» **Do this**: Reproduce every line of the data below verbatim, changing no character, space, or line break.
______
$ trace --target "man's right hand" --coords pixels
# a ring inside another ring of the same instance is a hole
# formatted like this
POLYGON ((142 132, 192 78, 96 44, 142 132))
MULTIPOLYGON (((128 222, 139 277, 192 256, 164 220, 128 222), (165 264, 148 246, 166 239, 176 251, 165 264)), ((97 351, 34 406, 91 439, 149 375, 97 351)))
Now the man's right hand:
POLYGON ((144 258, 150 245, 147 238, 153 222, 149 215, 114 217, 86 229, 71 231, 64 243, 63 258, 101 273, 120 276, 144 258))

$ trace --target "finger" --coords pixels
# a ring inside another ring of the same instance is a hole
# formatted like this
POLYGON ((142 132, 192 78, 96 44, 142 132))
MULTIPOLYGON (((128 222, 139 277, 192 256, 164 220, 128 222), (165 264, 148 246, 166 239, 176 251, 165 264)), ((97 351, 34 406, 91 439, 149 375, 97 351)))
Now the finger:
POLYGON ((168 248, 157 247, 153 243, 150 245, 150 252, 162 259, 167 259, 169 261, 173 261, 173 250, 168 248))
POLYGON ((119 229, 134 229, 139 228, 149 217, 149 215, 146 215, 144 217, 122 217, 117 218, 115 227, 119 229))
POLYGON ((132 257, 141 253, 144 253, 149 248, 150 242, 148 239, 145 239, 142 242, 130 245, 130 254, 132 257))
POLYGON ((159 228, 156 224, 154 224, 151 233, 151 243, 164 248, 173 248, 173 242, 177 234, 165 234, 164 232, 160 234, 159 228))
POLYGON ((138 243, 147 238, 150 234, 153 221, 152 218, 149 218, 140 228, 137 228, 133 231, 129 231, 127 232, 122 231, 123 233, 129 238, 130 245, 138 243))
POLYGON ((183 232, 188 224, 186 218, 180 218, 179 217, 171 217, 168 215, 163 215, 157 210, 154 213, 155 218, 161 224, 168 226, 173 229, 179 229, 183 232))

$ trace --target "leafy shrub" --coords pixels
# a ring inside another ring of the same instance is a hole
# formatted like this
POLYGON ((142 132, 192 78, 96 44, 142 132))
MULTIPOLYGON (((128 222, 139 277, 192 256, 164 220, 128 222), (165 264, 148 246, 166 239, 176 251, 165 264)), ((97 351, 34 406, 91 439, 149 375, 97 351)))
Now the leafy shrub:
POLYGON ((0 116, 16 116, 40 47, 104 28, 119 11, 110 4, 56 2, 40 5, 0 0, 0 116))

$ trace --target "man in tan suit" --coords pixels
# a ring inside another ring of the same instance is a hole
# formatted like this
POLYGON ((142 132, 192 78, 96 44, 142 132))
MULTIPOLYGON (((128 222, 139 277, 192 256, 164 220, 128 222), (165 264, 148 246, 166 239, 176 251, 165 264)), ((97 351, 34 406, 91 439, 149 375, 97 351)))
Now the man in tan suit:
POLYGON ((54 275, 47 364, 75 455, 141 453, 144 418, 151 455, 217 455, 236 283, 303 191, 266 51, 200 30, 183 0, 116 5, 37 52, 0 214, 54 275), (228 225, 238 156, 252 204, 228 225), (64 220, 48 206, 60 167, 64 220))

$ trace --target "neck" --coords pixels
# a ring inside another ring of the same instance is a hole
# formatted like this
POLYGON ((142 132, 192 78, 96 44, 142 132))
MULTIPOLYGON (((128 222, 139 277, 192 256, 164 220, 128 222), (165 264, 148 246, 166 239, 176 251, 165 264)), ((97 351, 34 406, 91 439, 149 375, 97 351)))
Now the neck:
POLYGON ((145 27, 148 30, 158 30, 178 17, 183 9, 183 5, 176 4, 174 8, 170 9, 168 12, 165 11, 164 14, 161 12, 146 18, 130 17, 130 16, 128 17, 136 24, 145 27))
______
» **Task response**:
$ trace --target "man's right hand" --coords pixels
# a ring inside another ring of the same instance is a hole
# formatted like this
POLYGON ((142 132, 192 78, 96 44, 142 132))
MULTIPOLYGON (((128 222, 139 277, 192 256, 164 220, 128 222), (165 264, 148 246, 166 239, 176 251, 165 264)), ((97 351, 34 406, 91 439, 149 375, 97 351)))
Now the man's right hand:
POLYGON ((144 258, 150 245, 147 238, 153 222, 149 215, 114 217, 86 229, 71 231, 64 243, 63 258, 101 273, 120 276, 144 258))

$ trace --target "finger" --coords pixels
# a ring inside another ring of the same instance is a hole
# formatted like this
POLYGON ((142 132, 192 78, 96 44, 142 132))
MULTIPOLYGON (((128 222, 139 277, 192 256, 164 220, 128 222), (165 264, 148 246, 166 239, 176 251, 165 264)), ((97 351, 34 406, 91 439, 149 375, 97 351)))
Now the finger:
POLYGON ((168 248, 157 247, 153 243, 150 245, 150 252, 162 259, 167 259, 169 261, 173 261, 173 250, 168 248))
POLYGON ((119 229, 134 229, 139 228, 149 217, 149 215, 146 215, 144 217, 122 217, 117 218, 115 227, 119 229))
POLYGON ((132 257, 141 253, 144 253, 149 248, 150 242, 148 239, 145 239, 142 242, 130 245, 130 254, 132 257))
POLYGON ((159 228, 156 224, 154 224, 151 233, 151 243, 164 248, 173 248, 173 242, 177 234, 165 234, 164 232, 160 234, 159 228))
POLYGON ((138 243, 147 238, 150 234, 153 221, 152 218, 149 218, 140 228, 137 228, 133 231, 129 231, 127 232, 122 231, 123 233, 129 238, 130 245, 138 243))
POLYGON ((183 232, 188 224, 186 218, 180 218, 179 217, 171 217, 168 215, 163 215, 157 210, 154 213, 155 218, 161 224, 168 226, 173 229, 179 229, 183 232))

$ trace --target "leafy shrub" --coords pixels
# a ring inside another ring of the same instance is a hole
# formatted like this
POLYGON ((142 132, 192 78, 96 44, 142 132))
MULTIPOLYGON (((128 222, 139 277, 192 256, 164 220, 128 222), (165 264, 148 246, 166 239, 176 251, 165 264)), ((97 351, 34 406, 91 439, 149 375, 97 351)))
Now the leafy shrub:
POLYGON ((0 116, 16 116, 40 47, 104 28, 119 11, 110 4, 56 2, 40 5, 0 0, 0 116))

$ trace --target "man in tan suit" --coords pixels
# a ring inside another ring of the same instance is a hole
# formatted like this
POLYGON ((142 132, 192 78, 96 44, 142 132))
MULTIPOLYGON (((128 222, 139 277, 192 256, 164 220, 128 222), (165 264, 148 246, 166 239, 176 251, 165 264)), ((97 351, 34 406, 91 439, 149 375, 97 351)))
Now the man in tan suit:
POLYGON ((54 275, 47 364, 75 455, 141 453, 144 418, 151 455, 217 455, 236 283, 303 191, 266 51, 200 30, 183 0, 116 5, 37 52, 0 214, 54 275), (228 225, 238 156, 252 204, 228 225), (64 220, 48 206, 60 167, 64 220))

$ trace --target "neck" --coords pixels
# a ring inside another ring of the same instance is a hole
# formatted like this
POLYGON ((142 132, 192 78, 96 44, 142 132))
MULTIPOLYGON (((128 222, 139 277, 192 256, 164 220, 128 222), (165 264, 148 246, 166 239, 176 251, 165 264)), ((97 351, 34 406, 91 439, 149 375, 97 351)))
Now the neck:
POLYGON ((145 27, 148 30, 158 30, 178 17, 183 9, 183 5, 176 4, 174 8, 170 9, 168 12, 165 11, 164 14, 161 12, 146 18, 130 17, 130 16, 128 17, 136 24, 145 27))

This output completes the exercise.